— Start Excerpt provided —
Opinion
No. A09-1784.
Filed August 3, 2010.
Appeal from the District Court, Redwood County, File No. 64-CR-08-829.
Lori Swanson, Attorney General, Emerald Gratz, Assistant Attorney General, and Patrick R. Rohland, Redwood County Attorney, (for respondent).
Allen P. Eskens, Eskens, Gibson Behm Law Firm, Chtd., (for appellant).
Considered and decided by Toussaint, Chief Judge; Lansing, Judge; and Shumaker, Judge.
This opinion will be unpublished and may not be cited except as provided by Minn. Stat. § 480A.08, subd. 3 (2008).
UNPUBLISHED OPINION
A jury found Brian Hester guilty of test refusal under the Minnesota Impaired Driving Code, Minn. Stat. §§ 169A.01-.78 (2008). Following conviction he moved for a new trial on the grounds that the arresting peace officer from the Lower Sioux Indian Community Police Department lacked the authority to administer a preliminary breath test or request additional chemical testing. Because the Lower Sioux Indian Community substantially complied with the statutory requirements to appoint peace officers and the appointed peace officers are authorized to enforce the impaired-driving code's testing requirements, the district court did not abuse its discretion by denying Hester's motion for a new trial.
— End Excerpt provided —
— Start Data extract —
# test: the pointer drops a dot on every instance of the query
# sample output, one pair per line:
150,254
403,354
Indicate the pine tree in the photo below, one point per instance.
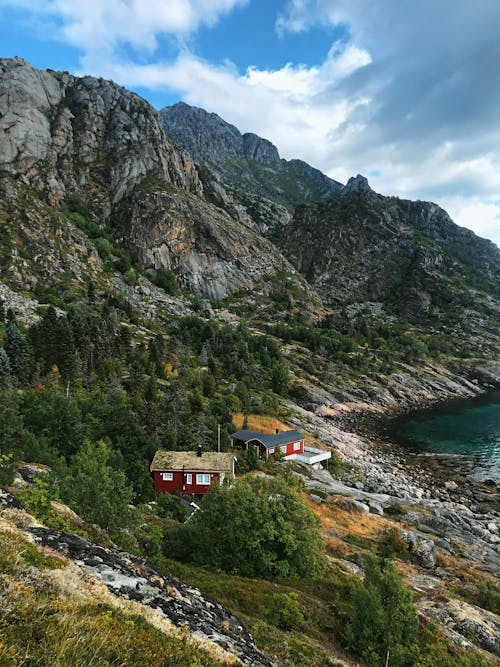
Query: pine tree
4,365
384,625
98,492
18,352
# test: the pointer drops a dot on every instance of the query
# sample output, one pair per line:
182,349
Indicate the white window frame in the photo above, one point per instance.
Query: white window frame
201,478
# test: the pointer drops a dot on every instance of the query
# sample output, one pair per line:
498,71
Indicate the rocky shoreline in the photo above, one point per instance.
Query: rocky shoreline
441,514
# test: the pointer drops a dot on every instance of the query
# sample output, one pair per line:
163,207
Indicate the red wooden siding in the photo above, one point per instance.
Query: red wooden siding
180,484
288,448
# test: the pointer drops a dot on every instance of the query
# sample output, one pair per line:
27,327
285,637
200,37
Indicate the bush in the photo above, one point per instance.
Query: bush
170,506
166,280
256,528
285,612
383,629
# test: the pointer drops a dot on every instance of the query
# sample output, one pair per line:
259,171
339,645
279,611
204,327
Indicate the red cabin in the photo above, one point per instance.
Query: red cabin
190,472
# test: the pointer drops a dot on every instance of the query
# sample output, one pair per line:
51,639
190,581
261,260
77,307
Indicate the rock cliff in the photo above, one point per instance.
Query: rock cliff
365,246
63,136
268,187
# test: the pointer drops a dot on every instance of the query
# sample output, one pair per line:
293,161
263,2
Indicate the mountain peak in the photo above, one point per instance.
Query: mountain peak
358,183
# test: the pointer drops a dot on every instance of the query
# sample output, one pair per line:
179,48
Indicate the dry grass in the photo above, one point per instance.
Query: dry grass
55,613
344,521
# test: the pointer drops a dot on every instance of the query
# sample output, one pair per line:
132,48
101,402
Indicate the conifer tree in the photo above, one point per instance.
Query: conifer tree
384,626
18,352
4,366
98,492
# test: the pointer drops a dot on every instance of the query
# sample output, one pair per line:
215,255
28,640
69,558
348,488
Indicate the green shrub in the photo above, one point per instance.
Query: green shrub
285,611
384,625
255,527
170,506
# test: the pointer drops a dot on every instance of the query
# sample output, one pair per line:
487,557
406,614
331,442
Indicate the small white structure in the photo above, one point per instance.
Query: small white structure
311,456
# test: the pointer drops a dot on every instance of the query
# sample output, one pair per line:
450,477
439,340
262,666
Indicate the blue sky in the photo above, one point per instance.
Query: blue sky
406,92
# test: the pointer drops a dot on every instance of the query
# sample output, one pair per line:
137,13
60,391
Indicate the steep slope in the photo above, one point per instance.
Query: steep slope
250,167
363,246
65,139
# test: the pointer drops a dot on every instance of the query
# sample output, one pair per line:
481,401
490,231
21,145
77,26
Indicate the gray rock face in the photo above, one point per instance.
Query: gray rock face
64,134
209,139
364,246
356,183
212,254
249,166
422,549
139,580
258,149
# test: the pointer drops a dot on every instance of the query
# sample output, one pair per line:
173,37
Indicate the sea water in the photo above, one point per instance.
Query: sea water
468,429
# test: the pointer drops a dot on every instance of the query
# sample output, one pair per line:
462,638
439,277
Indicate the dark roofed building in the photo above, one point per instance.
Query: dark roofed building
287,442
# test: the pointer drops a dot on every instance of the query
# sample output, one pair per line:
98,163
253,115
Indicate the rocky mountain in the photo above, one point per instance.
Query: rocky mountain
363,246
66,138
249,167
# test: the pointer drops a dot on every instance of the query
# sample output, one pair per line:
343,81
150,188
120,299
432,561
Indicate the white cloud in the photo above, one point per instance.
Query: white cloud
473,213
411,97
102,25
— End Data extract —
## Required actions
a: Translate this sentence from the court opinion into Spanish: "This opinion will be unpublished and may not be cited except as provided by Minn. Stat. § 480A.08, subd. 3 (2008)."
b: Using the court opinion, answer these questions:
(i) On what date was the opinion filed?
(ii) From which county's district court was the appeal taken?
(iii) Of what offense did the jury find Brian Hester guilty?
c: List every attorney the court opinion names as counsel, and state which party each represented.

## Answers to each task
a: Esta opinión no será publicada y no podrá citarse salvo según lo dispuesto en Minn. Stat. § 480A.08, subd. 3 (2008).

b:
(i) August 3, 2010.
(ii) Redwood County.
(iii) Test refusal under the Minnesota Impaired Driving Code.

c:
Lori Swanson, Attorney General (for respondent)
Emerald Gratz, Assistant Attorney General (for respondent)
Patrick R. Rohland, Redwood County Attorney (for respondent)
Allen P. Eskens, Eskens, Gibson Behm Law Firm, Chtd. (for appellant)